(Jobs)
• a. Answer these questions from the Irene Tamborra biography:
(i) At which institute is she a professor of particle astrophysics?
(ii) In what year did she receive her Ph.D. from the University of Bari?
(iii) What instability in core-collapse supernovae did she discover?
• b. Rewrite the part of the Irene Tamborra biography starting with "Irene Tamborra studied" and going on through "professor in 2021.", switching "University of Bari" to "University of Padua".
• c. Pick up the Irene Tamborra biography after its last sentence and carry it further.

Irene Tamborra is the Italian particle astrophysicist, specializing in the areas of neutrino astrophysics and cosmology as well as multi-messenger astronomy. She is professor of particle astrophysics at the Niels Bohr Institute, University of Copenhagen.

Education and career 

Irene Tamborra studied physics at the University of Bari in Italy, she was awarded a Bachelor's of Science in physics in 2005 and a Master of Science in theoretical physics in 2007. She graduated from the University of Bari in 2011 with a Ph.D. thesis in astroparticle physics. She was an Alexander von Humboldt Foundation research fellow at the Max Planck Institute for Physics in Munich from 2011 to 2013, and research associate at the GRAPPA Centre of Excellence of the University of Amsterdam from 2013 to 2015. She joined the University of Copenhagen as Knud Højgaard assistant professor in 2016, was promoted to associate professor in 2017, and full professor in 2021.

Research 

Irene Tamborra’s research focuses on the interface between astrophysics and particle physics. She has offered a number of ideas, concerning the exploration of a wide range of astrophysical objects by using neutrinos as probes, and has played a pioneering role in connecting the theoretical modelling of the microphysics of astrophysical sources to observations within a multi-messenger framework. Irene Tamborra's work has also provided fundamental contributions to our understanding of neutrino flavor conversion in dense media (such as core-collapse supernovae, neutron star merger, and the early universe), the modeling of physics beyond the Standard Model in astrophysical sources, and the nucleosynthesis of the heavy elements. She discovered the lepton emission self-sustained asymmetry (LESA). LESA is the first hydrodynamical instability occurring in core-collapse supernovae completely driven by neutrinos and it consists of an astonishingly large asymmetric emission of electron neutrinos with respect to electron antineutrinos.

Region labeling records
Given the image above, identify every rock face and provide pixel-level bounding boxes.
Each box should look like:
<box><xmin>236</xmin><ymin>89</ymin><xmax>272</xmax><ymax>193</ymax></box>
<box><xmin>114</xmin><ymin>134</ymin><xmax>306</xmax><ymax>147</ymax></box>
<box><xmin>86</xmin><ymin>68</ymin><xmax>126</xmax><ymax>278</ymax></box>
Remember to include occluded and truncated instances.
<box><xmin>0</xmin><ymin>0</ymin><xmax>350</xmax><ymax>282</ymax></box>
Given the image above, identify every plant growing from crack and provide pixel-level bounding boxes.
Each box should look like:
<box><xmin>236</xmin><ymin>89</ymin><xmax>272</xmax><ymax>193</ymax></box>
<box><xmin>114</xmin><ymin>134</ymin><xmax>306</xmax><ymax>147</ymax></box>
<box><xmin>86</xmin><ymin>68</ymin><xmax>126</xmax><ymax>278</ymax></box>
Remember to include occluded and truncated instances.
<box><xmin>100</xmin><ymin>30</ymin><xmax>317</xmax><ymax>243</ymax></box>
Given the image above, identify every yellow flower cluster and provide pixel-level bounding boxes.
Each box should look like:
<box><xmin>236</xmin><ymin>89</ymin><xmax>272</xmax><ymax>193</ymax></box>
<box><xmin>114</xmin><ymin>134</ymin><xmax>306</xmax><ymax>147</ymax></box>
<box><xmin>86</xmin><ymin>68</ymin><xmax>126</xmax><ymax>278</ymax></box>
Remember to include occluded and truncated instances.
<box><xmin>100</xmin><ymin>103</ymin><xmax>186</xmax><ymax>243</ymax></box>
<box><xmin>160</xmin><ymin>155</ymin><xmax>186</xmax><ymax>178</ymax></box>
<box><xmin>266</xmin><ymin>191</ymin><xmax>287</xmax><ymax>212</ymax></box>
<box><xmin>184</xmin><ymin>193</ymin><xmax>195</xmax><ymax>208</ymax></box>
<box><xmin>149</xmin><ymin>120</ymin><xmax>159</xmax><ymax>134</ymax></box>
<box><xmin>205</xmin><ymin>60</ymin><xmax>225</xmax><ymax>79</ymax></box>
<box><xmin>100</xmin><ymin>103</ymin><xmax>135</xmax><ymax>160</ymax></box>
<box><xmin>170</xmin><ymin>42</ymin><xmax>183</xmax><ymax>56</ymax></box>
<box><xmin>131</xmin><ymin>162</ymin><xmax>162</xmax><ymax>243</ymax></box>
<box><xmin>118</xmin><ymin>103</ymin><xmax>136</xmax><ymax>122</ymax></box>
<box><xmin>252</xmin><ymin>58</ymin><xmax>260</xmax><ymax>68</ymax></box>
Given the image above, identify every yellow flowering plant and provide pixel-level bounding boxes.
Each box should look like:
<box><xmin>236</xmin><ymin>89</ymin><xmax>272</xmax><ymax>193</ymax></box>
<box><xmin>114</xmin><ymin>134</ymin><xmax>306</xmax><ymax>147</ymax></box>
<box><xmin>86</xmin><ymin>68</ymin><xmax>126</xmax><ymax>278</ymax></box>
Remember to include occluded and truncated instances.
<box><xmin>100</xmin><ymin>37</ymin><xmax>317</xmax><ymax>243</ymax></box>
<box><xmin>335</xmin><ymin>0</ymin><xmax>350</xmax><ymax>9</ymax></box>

(Exercise responses)
• a.
(i) The Niels Bohr Institute, University of Copenhagen
(ii) 2011
(iii) The lepton emission self-sustained asymmetry (LESA)

• b.
Irene Tamborra studied physics at the University of Padua in Italy, she was awarded a Bachelor's of Science in physics in 2005 and a Master of Science in theoretical physics in 2007. She graduated from the University of Padua in 2011 with a Ph.D. thesis in astroparticle physics. She was an Alexander von Humboldt Foundation research fellow at the Max Planck Institute for Physics in Munich from 2011 to 2013, and research associate at the GRAPPA Centre of Excellence of the University of Amsterdam from 2013 to 2015. She joined the University of Copenhagen as Knud Højgaard assistant professor in 2016, was promoted to associate professor in 2017, and full professor in 2021.

• c.
Awards

 2020 - Kvinder i Fisik Prize, Danish Network for Women in Physics

 2019 - Shakti P. Duggal Award, International Union of Pure and Applied Physics

 2019 - Merac Prize for the Best Early Career Researcher, European Astronomical Society

 2019 - Carlsberg Distinguished Associate Professor, Carlsberg Foundation

 2011 - von Humboldt Fellow, Alexander von Humboldt Foundation

 2009 - Antonio Stanghellini Award, Italian Physical Society

References

External links

 Faculty webpage of Irene Tamborra at the Niels Bohr Institute

Living people
Italian women scientists
Italian astrophysicists

Year of birth missing (living people)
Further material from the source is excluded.